Data entries:
· · ·
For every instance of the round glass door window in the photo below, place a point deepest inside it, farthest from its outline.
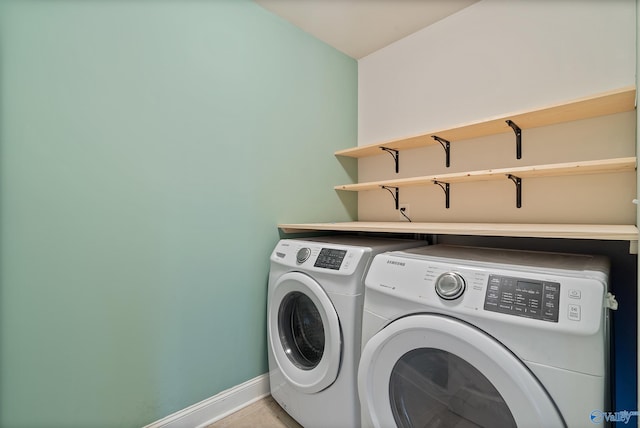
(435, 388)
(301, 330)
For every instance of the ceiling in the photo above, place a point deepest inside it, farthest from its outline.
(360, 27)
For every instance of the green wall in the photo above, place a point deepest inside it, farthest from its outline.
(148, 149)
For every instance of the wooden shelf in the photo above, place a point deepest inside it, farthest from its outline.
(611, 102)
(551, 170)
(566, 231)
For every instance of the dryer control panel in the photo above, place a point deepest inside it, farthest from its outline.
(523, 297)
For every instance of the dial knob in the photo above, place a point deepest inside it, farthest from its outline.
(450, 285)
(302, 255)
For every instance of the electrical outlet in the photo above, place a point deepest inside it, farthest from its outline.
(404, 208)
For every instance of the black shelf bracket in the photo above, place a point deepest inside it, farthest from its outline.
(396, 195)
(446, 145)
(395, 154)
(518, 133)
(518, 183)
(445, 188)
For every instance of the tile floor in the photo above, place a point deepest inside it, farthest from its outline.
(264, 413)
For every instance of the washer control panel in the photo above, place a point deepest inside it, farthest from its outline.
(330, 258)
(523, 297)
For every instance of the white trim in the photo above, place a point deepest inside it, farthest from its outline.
· · ·
> What you have to do
Write out the entire listing above again, line for line, increasing every point coordinate by 40. Omit the pictures.

> Exercise output
For every instance of the round glass door window in the photo below, place a point deepest inside it, farthest from its outline.
(475, 428)
(341, 370)
For every instance of the ceiling in the photo above, place a point deepest inside it, farthest from its outline.
(400, 67)
For every instance of the green wall in the photo above, place a point deepest inside it, farthest from its outline.
(188, 189)
For every instance of the wooden shelf in the photo above, place a point deepest inside it, farthest from its outline.
(651, 142)
(591, 210)
(606, 271)
For every instance of the dryer control panel in the photo above, place a point deepest inside it, farthest from its outline.
(563, 337)
For every instance of the dial knob in the photo above, place a point deepest inside it, farthest from its outline.
(490, 325)
(342, 295)
For every instance of the electrical outlet in the photo above, place a point deepest inside it, farthest from its outline.
(444, 248)
For every instance of the black shelf bracket in the photo above, place a point deepest inside it, farthest from its outline.
(436, 235)
(486, 185)
(435, 194)
(558, 173)
(558, 223)
(485, 228)
For every instance of the tile floor in the photo above, place a point deepest inside it, farthest from its outline.
(304, 453)
For every instance of the washer control panel in the photo above, place a point deepest inside it, farthest from its outline.
(370, 298)
(563, 337)
For every instance of the white trim in the photo above, place a point deepest inside it, farthest from its outline.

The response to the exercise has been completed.